__WHAT YOU SHOULD DO__
With the line containing "[(74, 29), (362, 134), (295, 159)]" as the start and the line containing "[(219, 300), (43, 135), (120, 168)]" as the end, transcribe that span of the entries below exactly, including both.

(Stored data entries)
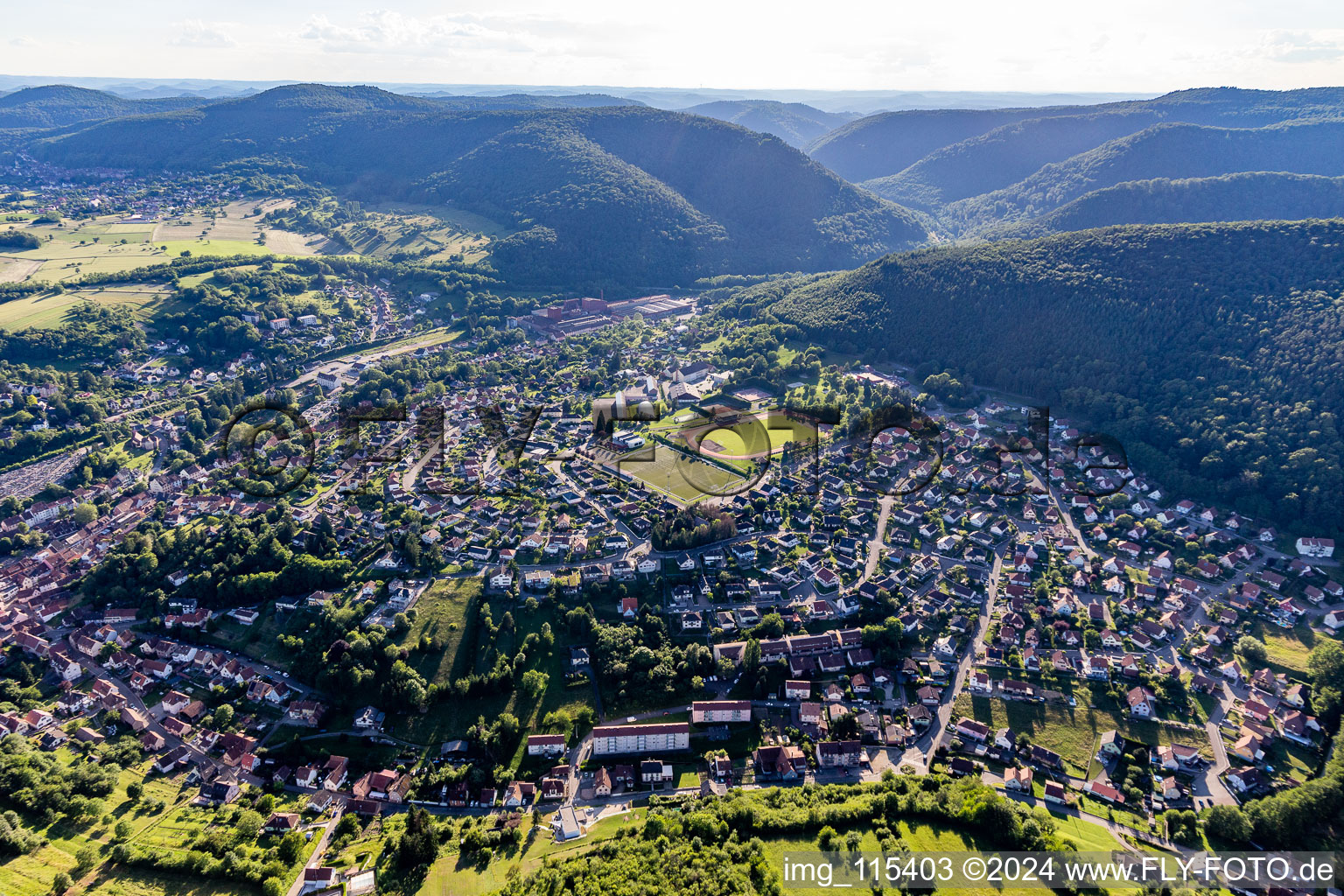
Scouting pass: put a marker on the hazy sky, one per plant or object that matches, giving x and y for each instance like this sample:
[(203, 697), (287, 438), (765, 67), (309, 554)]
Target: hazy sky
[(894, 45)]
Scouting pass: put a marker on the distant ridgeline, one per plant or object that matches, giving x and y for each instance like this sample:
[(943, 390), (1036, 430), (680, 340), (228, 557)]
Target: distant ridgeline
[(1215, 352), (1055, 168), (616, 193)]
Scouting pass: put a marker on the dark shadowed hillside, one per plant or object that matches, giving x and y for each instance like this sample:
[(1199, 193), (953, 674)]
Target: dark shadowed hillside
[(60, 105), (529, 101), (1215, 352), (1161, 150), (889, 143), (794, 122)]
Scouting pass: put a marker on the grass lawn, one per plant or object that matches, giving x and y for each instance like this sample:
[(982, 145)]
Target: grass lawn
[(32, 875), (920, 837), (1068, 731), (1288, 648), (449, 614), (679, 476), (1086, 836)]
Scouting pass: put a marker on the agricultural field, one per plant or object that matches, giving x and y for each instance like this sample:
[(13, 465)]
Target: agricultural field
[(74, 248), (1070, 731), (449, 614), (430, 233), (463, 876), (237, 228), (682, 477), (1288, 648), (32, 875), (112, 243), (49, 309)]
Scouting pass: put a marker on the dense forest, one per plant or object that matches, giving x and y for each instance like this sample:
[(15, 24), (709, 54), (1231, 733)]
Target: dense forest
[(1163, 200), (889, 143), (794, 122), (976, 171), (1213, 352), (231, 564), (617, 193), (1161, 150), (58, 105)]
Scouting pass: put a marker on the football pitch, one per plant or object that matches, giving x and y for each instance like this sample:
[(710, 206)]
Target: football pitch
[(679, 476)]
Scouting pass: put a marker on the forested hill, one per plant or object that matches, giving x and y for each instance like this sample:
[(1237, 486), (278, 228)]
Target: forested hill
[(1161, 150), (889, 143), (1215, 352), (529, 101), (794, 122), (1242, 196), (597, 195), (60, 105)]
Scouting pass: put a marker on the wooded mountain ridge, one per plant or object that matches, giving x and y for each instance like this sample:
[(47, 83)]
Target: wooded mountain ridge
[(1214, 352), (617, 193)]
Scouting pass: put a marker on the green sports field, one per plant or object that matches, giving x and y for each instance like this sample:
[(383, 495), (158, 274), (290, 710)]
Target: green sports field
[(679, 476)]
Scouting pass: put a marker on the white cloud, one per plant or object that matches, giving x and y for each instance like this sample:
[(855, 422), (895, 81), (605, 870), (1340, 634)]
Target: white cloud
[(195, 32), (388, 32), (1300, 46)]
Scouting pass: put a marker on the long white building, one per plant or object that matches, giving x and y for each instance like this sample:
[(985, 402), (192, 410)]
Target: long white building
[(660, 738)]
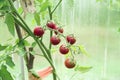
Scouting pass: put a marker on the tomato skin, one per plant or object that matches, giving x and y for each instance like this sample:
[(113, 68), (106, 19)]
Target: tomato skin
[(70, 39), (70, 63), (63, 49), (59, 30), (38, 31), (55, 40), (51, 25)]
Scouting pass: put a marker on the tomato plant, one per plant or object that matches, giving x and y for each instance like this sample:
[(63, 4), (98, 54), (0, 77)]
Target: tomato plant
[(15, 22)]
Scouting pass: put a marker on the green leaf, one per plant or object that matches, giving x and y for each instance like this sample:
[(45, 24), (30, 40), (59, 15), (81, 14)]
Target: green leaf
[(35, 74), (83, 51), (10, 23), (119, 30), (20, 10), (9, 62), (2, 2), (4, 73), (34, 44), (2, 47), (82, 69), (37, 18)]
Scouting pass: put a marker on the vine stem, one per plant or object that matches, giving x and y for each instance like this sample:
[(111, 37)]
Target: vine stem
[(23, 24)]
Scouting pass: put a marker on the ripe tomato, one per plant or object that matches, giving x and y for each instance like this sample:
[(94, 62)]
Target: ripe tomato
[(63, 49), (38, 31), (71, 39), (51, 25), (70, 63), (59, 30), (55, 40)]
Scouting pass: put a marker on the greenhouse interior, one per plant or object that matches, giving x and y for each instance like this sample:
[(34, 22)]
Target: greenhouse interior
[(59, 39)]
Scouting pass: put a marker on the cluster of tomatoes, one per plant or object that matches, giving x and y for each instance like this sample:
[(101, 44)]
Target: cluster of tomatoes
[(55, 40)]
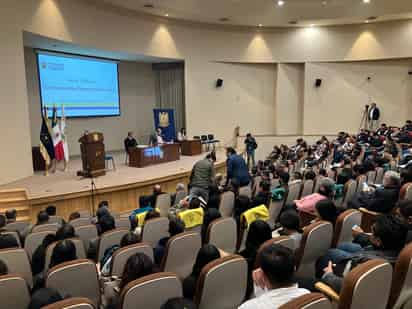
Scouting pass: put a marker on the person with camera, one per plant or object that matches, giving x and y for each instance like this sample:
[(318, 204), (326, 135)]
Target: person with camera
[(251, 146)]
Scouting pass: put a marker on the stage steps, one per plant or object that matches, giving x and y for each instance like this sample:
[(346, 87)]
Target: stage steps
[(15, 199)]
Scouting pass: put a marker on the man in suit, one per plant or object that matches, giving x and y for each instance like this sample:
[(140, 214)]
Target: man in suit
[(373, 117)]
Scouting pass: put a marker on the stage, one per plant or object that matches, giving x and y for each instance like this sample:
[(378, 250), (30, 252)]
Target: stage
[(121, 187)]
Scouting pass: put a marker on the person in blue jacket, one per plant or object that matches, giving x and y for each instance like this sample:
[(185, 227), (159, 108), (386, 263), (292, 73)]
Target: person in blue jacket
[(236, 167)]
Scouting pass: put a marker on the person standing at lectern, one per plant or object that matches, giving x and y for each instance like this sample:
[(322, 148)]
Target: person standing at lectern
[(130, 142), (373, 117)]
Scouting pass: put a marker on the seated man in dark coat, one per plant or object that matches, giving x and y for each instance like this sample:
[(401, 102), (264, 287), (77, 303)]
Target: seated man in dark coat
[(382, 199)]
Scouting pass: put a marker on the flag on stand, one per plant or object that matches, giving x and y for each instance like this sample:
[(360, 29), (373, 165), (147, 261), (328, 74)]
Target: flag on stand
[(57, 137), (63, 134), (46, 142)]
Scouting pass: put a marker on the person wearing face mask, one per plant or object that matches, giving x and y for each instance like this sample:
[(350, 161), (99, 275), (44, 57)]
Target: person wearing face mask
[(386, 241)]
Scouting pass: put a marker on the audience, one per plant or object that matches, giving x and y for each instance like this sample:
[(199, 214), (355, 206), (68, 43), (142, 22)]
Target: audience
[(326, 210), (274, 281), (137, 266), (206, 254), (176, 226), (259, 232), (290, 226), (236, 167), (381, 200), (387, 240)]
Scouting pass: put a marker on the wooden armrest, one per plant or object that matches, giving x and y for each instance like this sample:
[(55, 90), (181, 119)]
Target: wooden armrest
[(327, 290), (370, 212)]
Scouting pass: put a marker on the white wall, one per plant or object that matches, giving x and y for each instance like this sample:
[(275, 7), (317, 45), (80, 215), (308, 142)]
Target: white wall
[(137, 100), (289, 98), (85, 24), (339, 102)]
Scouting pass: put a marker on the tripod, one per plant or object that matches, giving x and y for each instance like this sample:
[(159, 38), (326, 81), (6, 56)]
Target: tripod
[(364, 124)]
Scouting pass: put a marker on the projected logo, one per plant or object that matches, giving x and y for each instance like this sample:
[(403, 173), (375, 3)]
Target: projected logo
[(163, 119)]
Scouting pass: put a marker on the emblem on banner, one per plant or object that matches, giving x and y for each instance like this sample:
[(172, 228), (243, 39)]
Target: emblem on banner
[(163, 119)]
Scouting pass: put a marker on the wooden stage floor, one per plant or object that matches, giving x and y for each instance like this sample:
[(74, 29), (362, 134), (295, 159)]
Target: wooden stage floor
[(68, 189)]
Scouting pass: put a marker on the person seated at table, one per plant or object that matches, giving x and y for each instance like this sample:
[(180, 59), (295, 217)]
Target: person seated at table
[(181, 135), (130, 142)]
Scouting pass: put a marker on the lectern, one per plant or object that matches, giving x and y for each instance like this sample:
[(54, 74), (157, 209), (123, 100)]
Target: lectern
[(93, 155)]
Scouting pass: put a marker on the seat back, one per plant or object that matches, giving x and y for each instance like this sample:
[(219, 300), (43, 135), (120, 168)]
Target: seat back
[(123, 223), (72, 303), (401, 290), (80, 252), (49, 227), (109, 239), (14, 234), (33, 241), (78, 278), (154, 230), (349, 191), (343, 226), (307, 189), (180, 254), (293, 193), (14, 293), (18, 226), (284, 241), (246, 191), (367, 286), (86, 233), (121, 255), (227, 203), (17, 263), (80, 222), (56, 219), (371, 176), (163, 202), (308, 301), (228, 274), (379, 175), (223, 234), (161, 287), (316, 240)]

__RESPONSE TO THE EXERCISE__
[(74, 29), (362, 134), (295, 159)]
Target: wooden stage floor
[(68, 189)]
Scouting pass: put a marker on the person seated at table, one per plant or object that matches, giving x and y for each instance like this sample:
[(180, 59), (295, 217)]
Target: person seated at table
[(181, 135), (130, 142)]
Scouting pass: put a marker on the lectern, one per plant or object that matches, giving x and y for each instance like this sample:
[(54, 74), (157, 209), (123, 100)]
Target: lectern
[(93, 155)]
Scouting pass: put a marker on the seat back, one per plant or object that matches, giving x and y for each instance like this sample:
[(219, 300), (43, 135), (120, 168)]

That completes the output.